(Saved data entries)
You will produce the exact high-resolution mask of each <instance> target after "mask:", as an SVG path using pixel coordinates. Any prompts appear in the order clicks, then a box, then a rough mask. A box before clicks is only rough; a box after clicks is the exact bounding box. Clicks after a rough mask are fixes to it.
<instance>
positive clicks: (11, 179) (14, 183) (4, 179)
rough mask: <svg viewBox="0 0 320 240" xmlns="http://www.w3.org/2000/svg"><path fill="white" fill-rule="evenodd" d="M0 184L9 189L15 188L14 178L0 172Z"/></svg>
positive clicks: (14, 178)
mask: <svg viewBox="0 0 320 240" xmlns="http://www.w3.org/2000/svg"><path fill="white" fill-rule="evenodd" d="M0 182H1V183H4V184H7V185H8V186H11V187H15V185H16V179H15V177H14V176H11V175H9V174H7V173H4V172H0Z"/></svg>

## Problem statement
Keep only the lines from the one containing "positive clicks: (11, 179) (14, 183) (4, 179)" through the final line of the records, and transcribe them exactly.

## Final answer
positive clicks: (11, 179) (14, 183) (4, 179)
rough mask: <svg viewBox="0 0 320 240" xmlns="http://www.w3.org/2000/svg"><path fill="white" fill-rule="evenodd" d="M0 184L9 189L15 188L14 178L0 172Z"/></svg>
positive clicks: (14, 178)
mask: <svg viewBox="0 0 320 240" xmlns="http://www.w3.org/2000/svg"><path fill="white" fill-rule="evenodd" d="M0 182H1V183H4V184H7V185H8V186H11V187H15V185H16V179H15V177H14V176H11V175H9V174H7V173H4V172H0Z"/></svg>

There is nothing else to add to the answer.